=== Section Start ===

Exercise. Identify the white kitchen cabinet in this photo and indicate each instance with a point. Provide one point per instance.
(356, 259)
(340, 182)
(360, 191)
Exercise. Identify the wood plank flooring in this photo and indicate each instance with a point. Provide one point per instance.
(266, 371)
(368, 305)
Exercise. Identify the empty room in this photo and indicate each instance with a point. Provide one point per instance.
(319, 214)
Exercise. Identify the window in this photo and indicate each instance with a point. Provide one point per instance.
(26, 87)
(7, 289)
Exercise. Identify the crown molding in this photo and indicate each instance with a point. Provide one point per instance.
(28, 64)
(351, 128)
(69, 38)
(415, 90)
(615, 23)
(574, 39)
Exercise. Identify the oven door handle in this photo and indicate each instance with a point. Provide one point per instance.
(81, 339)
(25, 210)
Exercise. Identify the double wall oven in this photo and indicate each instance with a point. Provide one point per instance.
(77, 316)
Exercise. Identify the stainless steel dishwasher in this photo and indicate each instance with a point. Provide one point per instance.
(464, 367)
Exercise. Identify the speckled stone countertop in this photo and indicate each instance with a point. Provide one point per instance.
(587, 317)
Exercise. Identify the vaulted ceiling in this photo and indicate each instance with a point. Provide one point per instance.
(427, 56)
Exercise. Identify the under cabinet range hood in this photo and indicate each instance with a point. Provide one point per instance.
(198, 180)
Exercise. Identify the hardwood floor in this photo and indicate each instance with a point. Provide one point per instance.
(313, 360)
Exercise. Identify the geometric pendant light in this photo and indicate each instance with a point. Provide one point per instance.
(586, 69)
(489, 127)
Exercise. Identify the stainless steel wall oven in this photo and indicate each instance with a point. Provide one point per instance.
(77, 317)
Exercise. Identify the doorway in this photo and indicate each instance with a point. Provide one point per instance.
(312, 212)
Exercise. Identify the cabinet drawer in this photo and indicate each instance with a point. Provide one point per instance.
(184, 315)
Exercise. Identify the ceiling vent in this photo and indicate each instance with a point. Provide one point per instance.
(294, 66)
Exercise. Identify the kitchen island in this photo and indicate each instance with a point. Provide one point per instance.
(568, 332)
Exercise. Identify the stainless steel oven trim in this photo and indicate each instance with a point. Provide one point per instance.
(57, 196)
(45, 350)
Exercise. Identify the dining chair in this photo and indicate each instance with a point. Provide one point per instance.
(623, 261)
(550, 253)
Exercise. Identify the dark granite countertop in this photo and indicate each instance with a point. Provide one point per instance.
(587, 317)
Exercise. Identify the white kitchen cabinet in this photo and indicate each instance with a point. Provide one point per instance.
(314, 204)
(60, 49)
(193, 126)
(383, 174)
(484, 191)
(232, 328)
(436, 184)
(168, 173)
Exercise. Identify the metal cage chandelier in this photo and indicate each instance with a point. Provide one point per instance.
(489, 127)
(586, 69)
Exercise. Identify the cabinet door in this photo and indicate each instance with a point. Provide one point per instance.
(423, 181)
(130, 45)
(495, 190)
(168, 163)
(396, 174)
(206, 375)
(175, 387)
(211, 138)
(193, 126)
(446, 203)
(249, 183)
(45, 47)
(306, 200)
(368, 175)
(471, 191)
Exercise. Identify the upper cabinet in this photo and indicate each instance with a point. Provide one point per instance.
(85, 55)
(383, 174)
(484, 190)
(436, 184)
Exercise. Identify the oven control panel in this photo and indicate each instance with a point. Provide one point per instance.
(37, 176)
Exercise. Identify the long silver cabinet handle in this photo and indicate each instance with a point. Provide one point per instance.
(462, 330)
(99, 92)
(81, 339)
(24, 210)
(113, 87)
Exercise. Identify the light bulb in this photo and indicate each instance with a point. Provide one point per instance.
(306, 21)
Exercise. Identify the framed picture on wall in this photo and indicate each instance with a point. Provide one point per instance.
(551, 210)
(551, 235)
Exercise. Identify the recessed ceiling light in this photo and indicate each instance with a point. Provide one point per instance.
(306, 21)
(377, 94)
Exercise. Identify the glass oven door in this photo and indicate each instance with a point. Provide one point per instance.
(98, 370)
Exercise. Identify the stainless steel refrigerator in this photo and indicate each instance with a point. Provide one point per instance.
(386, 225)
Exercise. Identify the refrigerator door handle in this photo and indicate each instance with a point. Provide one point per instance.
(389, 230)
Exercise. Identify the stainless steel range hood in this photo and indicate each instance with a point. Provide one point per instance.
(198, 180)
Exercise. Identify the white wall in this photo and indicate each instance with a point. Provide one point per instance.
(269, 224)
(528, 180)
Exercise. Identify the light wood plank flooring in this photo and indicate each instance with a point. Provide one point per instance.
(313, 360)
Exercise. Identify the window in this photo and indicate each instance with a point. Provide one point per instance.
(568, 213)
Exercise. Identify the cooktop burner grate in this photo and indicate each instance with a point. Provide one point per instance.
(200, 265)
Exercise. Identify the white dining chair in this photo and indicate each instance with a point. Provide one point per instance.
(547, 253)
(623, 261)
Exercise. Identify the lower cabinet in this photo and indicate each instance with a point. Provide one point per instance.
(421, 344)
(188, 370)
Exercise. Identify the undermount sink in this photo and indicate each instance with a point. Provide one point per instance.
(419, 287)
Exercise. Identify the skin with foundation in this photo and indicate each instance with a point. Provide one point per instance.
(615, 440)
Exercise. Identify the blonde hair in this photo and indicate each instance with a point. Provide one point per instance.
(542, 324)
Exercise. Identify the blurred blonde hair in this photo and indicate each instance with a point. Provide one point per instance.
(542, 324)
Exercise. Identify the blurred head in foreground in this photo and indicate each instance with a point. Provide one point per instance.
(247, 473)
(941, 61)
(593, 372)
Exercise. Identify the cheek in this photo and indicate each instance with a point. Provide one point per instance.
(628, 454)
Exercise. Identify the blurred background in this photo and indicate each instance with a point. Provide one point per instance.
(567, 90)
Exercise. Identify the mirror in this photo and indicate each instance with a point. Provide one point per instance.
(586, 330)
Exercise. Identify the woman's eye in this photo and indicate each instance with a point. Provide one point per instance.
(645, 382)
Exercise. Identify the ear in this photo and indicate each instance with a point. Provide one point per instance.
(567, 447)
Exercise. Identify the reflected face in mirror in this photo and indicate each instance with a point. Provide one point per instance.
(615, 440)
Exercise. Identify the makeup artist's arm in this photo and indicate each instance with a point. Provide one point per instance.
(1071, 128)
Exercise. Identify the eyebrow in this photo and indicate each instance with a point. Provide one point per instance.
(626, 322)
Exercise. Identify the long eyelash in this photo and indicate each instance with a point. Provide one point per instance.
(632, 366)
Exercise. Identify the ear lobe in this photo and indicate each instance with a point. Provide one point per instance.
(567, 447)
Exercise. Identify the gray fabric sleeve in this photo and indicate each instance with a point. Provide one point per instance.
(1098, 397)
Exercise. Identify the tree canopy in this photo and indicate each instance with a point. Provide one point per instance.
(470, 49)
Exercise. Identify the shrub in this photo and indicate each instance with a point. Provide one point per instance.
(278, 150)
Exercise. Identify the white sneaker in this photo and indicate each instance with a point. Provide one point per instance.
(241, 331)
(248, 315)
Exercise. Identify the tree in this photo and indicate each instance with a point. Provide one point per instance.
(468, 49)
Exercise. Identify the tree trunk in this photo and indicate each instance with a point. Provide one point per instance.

=== Section End ===

• Task prompt:
The answer must reproduce all of the entries exactly.

• Exercise output:
Exercise. Identify the white kitchen cabinet in this photo and indicate each instance with a point. Provide one point per instance.
(356, 259)
(340, 182)
(360, 191)
Exercise. Identify the wood plank flooring in this photo and indicate each instance with a point. Provide one point per instance.
(266, 371)
(368, 305)
Exercise. Identify the empty room in this photo and indicate each instance with a point. Provide one point per instance.
(319, 214)
Exercise. Identify the window in this photo and indicate each instance with a point. Provide one point per instance.
(26, 87)
(7, 289)
Exercise. Identify the crown molding in this photo and indicate each instance with a point. Provide one point per instance.
(28, 64)
(351, 128)
(69, 38)
(415, 90)
(615, 23)
(574, 39)
Exercise. Identify the oven door handle in this photo and indicate each instance with a point. Provide one point per instance.
(81, 339)
(25, 210)
Exercise. Identify the double wall oven in this photo and indicate each instance with a point. Provide one point per instance.
(77, 316)
Exercise. Identify the stainless steel dishwasher in this photo and indicate each instance with a point. Provide one point per instance.
(464, 367)
Exercise. Identify the speckled stone countertop in this photo and indicate each instance with a point. Provide one point per instance.
(587, 317)
Exercise. Identify the vaulted ceiling in this photo and indicate each instance with a point. Provide one point per instance.
(427, 56)
Exercise. Identify the under cabinet range hood in this photo and indicate each instance with a point. Provide one point per instance.
(198, 180)
Exercise. Identify the hardwood floor in this photo and indicate each instance with a point. Provide one point per instance.
(313, 360)
Exercise. Identify the geometric pendant light in this photo and indicate each instance with a point. Provide one point per instance.
(586, 69)
(489, 127)
Exercise. Identify the stainless steel wall oven in this photo and indicate each instance with a point. Provide one point per instance.
(77, 317)
Exercise. Identify the doorway in this photo and indicate each instance with a point. Provide one point per instance.
(312, 212)
Exercise. Identify the cabinet drawer in this photo and indicate each instance with a point. Provide one point per instance.
(184, 315)
Exercise. Identify the ceiling vent in this photo and indicate each instance with a point. Provide one point per instance.
(294, 66)
Exercise. Identify the kitchen island in this photo and indicate each instance with a point. Provide one point per instance.
(568, 332)
Exercise. Identify the stainless steel oven trim in this photo and indicate each instance with a point. Provide one point per instance.
(57, 196)
(45, 350)
Exercise. Identify the dining chair in this photo and indicate each instance with a point. Provide one point per instance.
(623, 261)
(550, 253)
Exercise. Identify the dark granite countertop in this photo and indicate each instance with a point. Provide one point per instance.
(587, 317)
Exercise. Identify the white kitchen cabinet in this photo and indicate each instance with a point. Provide one point per instance.
(314, 204)
(60, 49)
(193, 126)
(383, 174)
(484, 191)
(232, 328)
(436, 184)
(168, 173)
Exercise. Identify the metal cage chandelier in this photo and indicate each instance with a point. Provide one point per instance.
(489, 127)
(586, 69)
Exercise. Identify the cabinet door in this photo and indicate each instance with a point. Provide one point per instance.
(423, 181)
(130, 45)
(495, 190)
(168, 163)
(396, 174)
(206, 375)
(175, 387)
(211, 138)
(193, 126)
(446, 203)
(249, 183)
(45, 47)
(306, 200)
(368, 175)
(471, 191)
Exercise. Identify the upper cabinet in this photo and indicate each instance with a point. Provide one point per instance.
(85, 55)
(383, 174)
(484, 190)
(436, 184)
Exercise. Identify the oven control panel in this photo and indicate each instance with a point. Provide one point per instance.
(37, 176)
Exercise. Identify the long silver cabinet handle in this photo and indicate each instance with a point. Provide one point per instance.
(462, 330)
(99, 92)
(81, 339)
(24, 210)
(113, 87)
Exercise. Identify the light bulb in this photo and indicate each instance with a point. Provide one point per instance.
(306, 21)
Exercise. Identify the framed picture on wall in this photo and indicate each instance with a point. Provide one point per instance.
(551, 210)
(551, 235)
Exercise. Identify the recessed ceiling light in this photo and indicate each instance with a point. Provide one point per instance.
(306, 21)
(377, 94)
Exercise. Identify the glass oven door in this photo and indicate each instance with a point. Provide one point per instance.
(98, 370)
Exercise. Identify the stainless steel refrigerator in this photo and indicate each instance with a point. Provide one point per instance.
(386, 225)
Exercise. Identify the refrigerator door handle in this photo and indicate each instance with a point. Provide one point per instance.
(389, 230)
Exercise. Identify the stainless steel range hood in this photo and indicate each instance with a point. Provide one point per instance.
(198, 180)
Exercise. Identify the white wall in this photo and indicate each instance with a point. Provide one point per instance.
(269, 224)
(528, 180)
Exercise. Identify the light wood plank flooring in this photo and indicate each instance with a point. Provide one point per instance.
(313, 360)
Exercise. Identify the window in this photo and indicate each instance with a point. Provide one point per instance.
(568, 213)
Exercise. Identify the cooktop burner grate in this photo and indicate each instance with a point. Provide one point per instance.
(200, 265)
Exercise. Identify the white dining chair in this photo and indicate each instance with a point. Provide one point per instance.
(547, 253)
(623, 261)
Exercise. Identify the lower cabinet in this photo and indicate each instance with a point. Provide one point per instance.
(421, 344)
(188, 370)
Exercise. Identify the undermount sink in this photo and indicate each instance with a point. Provide one point per instance.
(419, 287)
Exercise. Identify the skin with foundation in this photo and indicate each instance with a point. Provide one point per instance.
(615, 440)
Exercise. Identify the blonde hair in this photo and indicate each instance with a point. Provide one point per instance.
(542, 324)
Exercise. Identify the blurred blonde hair in this photo and indicate each instance with a point. Provide one point per instance.
(542, 324)
Exercise. Identify the blurred head in foreground in this photo and indicate each instance with a point. Provide one point per instance.
(247, 473)
(941, 61)
(593, 372)
Exercise. Identify the cheek in this photo and indicate each instance with a point. Provide one point per instance.
(628, 454)
Exercise. Identify the blurred background in this photo and indicate each instance with a point. Provide one point per instance.
(567, 90)
Exercise. Identify the mirror in this photo and indicate each instance with a point. Provide one point per instance.
(586, 330)
Exercise. Identify the woman's eye in this photo and indicate each instance with a point. Provide one point per instance.
(645, 382)
Exercise. Identify the ear in this photo and indicate each instance with a point. Provide one point per instance.
(567, 447)
Exercise. Identify the reflected face in mirror in this photo and indicate each instance with a point. Provide one point per instance.
(615, 440)
Exercise. Identify the makeup artist's arm in this photo and indicate each instance with a point. Provide one point per instance.
(1071, 128)
Exercise. Identify the eyebrow in this photo and indicate each instance with a point. Provide one point per instance.
(626, 322)
Exercise. Identify the long eyelash in this photo and indicate each instance with a point. Provide one point per instance.
(632, 366)
Exercise. Identify the ear lobe in this photo and indicate each instance with a point. Provide one point per instance.
(567, 447)
Exercise. Identify the gray fabric sleeve in this photo and indicate each instance with a point. Provide one point per instance.
(1098, 397)
Exercise. Identify the tree canopy in this photo and indicate each instance with a point. Provide one point per instance.
(470, 49)
Exercise. Identify the shrub in this photo and indicate each instance with a point. Provide one point per instance.
(278, 150)
Exercise. Identify the white sneaker in this photo and indicate each instance with a point. Provide one point per instance.
(241, 331)
(248, 315)
Exercise. Identify the tree in this photo and indicate each instance with a point. Provide one point per instance.
(468, 49)
Exercise. Identify the tree trunk in this photo and indicate each instance with a point. Provide one point per instance.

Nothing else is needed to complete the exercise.